▶ **Exercise details**
Write out, unchanged, the lines from the one holding "Note to the class: identify the floating" to the close of the listing. Both the first and last lines belong in it.

▶ **Labeled-object pointing entries**
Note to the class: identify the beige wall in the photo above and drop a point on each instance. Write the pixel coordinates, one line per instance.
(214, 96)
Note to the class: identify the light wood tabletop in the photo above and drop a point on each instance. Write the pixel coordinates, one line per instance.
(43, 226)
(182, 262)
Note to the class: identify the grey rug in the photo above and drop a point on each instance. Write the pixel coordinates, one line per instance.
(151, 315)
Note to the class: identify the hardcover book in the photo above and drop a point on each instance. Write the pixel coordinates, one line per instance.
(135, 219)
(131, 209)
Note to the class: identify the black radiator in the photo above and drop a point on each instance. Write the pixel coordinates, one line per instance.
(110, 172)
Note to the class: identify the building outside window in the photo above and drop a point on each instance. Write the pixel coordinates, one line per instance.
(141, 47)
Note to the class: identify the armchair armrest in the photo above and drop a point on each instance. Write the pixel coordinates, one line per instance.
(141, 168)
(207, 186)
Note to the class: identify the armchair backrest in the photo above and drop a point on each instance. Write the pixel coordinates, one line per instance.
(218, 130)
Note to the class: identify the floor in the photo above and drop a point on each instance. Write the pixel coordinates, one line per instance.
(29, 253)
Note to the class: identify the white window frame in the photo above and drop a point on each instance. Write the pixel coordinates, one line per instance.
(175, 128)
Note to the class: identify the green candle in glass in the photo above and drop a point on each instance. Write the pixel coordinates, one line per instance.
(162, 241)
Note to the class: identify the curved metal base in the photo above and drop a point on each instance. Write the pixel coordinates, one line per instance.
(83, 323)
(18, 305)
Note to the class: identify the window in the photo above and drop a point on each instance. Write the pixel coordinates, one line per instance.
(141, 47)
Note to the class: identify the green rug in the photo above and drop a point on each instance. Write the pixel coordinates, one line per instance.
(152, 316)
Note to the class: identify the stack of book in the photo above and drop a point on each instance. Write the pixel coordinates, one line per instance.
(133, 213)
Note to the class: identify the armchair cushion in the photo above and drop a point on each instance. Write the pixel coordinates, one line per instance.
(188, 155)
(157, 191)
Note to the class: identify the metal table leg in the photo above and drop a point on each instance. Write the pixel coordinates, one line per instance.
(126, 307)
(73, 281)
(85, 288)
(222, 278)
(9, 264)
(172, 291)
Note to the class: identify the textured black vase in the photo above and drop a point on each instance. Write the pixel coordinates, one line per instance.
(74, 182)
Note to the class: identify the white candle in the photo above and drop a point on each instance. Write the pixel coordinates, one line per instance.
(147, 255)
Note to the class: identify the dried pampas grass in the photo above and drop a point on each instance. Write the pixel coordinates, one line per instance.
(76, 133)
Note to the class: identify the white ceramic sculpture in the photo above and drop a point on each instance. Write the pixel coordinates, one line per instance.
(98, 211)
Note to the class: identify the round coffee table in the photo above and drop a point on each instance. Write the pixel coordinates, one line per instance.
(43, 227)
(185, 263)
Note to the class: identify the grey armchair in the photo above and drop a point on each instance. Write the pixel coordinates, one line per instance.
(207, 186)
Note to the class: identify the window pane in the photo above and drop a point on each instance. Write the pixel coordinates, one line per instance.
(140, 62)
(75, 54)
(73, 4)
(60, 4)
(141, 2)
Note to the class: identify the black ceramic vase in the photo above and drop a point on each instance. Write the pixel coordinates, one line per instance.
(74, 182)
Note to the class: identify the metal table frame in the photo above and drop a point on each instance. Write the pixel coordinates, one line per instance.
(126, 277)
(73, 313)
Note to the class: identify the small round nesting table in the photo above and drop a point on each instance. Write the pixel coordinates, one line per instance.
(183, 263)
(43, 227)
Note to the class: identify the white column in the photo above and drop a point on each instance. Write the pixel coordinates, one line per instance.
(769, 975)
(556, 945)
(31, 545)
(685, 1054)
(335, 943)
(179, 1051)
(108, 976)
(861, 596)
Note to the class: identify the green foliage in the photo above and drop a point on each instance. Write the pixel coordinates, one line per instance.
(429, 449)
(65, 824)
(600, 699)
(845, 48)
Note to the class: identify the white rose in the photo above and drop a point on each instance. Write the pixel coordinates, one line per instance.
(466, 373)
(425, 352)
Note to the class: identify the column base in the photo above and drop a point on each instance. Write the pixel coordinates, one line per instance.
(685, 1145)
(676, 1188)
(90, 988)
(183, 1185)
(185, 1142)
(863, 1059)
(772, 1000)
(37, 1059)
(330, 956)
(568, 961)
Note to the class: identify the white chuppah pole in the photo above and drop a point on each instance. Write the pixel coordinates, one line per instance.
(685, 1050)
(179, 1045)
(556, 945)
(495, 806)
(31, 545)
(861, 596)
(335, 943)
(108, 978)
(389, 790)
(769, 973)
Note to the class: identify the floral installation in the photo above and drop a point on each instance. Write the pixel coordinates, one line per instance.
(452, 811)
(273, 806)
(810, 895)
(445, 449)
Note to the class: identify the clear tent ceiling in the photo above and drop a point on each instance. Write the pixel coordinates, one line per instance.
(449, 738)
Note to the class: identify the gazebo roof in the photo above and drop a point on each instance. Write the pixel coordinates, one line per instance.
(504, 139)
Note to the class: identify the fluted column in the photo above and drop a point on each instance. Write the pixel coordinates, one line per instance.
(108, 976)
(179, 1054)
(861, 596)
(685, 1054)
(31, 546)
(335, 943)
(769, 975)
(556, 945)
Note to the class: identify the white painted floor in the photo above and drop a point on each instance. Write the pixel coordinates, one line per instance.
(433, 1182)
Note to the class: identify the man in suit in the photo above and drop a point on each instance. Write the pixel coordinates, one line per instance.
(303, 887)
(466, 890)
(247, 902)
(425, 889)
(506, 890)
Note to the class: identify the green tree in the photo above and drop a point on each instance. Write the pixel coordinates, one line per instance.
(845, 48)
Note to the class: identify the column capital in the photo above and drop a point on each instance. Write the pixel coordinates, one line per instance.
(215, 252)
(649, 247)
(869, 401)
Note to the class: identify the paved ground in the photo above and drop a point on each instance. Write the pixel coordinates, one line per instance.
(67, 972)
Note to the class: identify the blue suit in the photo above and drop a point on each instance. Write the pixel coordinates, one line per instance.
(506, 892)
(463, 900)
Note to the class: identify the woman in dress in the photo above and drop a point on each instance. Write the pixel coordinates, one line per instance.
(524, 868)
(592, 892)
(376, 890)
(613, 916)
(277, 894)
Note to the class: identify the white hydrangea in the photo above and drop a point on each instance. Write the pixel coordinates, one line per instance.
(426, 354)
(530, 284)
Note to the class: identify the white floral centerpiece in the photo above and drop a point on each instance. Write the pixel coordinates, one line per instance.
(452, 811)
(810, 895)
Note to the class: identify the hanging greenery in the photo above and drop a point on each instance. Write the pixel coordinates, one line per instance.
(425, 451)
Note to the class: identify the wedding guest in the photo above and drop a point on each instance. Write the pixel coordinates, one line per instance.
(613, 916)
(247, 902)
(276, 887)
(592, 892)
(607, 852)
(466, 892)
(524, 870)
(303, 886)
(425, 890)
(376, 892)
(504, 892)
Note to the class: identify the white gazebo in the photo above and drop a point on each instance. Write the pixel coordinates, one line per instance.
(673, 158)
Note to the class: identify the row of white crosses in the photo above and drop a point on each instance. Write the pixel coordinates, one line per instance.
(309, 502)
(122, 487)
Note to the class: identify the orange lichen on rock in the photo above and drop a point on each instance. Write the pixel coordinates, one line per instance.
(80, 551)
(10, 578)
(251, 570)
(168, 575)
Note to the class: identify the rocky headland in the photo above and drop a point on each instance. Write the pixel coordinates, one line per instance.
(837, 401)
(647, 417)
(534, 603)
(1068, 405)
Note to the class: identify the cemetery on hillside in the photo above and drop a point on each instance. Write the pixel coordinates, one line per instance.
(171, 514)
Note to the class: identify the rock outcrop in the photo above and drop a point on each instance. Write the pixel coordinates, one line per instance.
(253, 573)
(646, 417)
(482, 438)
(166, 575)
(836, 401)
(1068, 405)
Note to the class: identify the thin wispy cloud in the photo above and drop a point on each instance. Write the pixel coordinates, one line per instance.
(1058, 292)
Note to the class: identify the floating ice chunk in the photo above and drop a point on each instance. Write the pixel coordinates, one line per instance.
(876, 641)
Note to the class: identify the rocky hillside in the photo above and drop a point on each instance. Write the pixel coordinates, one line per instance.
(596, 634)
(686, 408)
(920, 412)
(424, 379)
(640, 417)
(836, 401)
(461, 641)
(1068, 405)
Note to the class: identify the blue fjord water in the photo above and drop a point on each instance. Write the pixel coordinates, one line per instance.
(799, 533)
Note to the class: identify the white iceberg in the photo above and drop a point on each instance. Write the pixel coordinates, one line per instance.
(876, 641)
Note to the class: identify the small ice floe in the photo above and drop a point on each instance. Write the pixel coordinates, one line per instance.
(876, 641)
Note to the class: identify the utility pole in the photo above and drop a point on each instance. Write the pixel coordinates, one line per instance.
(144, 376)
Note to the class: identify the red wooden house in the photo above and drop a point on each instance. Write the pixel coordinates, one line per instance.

▶ **Correct response**
Note to the class: identify the floating ice chunk in the photo above and drop a point on each instance. Write the pixel coordinates, one line per instance.
(876, 641)
Note to the class: identify the rocky hillside in the photo above and drop a point on each instance. Write the pixel coordinates, one line per instance.
(596, 634)
(686, 408)
(920, 412)
(424, 379)
(640, 417)
(836, 401)
(461, 641)
(1068, 405)
Note to the class: identify the blue fjord water in the photo above and drop a point on each instance. Write the pixel coordinates, one line per instance.
(799, 533)
Note to the class: identify the white iceberg in the photo above and drop a point on each instance. Write the pixel coordinates, one line per instance.
(876, 641)
Note to the class: identify the small ice floe in the photo above and drop a point on each instance. Write the pixel coordinates, one line per instance.
(876, 641)
Note to the class: identify the utility pole in the photo above and drop a point on each instance. Write the pixel coordinates, one line per instance.
(144, 376)
Note to the class: identify the red wooden house in the photo above and drop a point on each instance. Write the pixel coordinates, one line per instance.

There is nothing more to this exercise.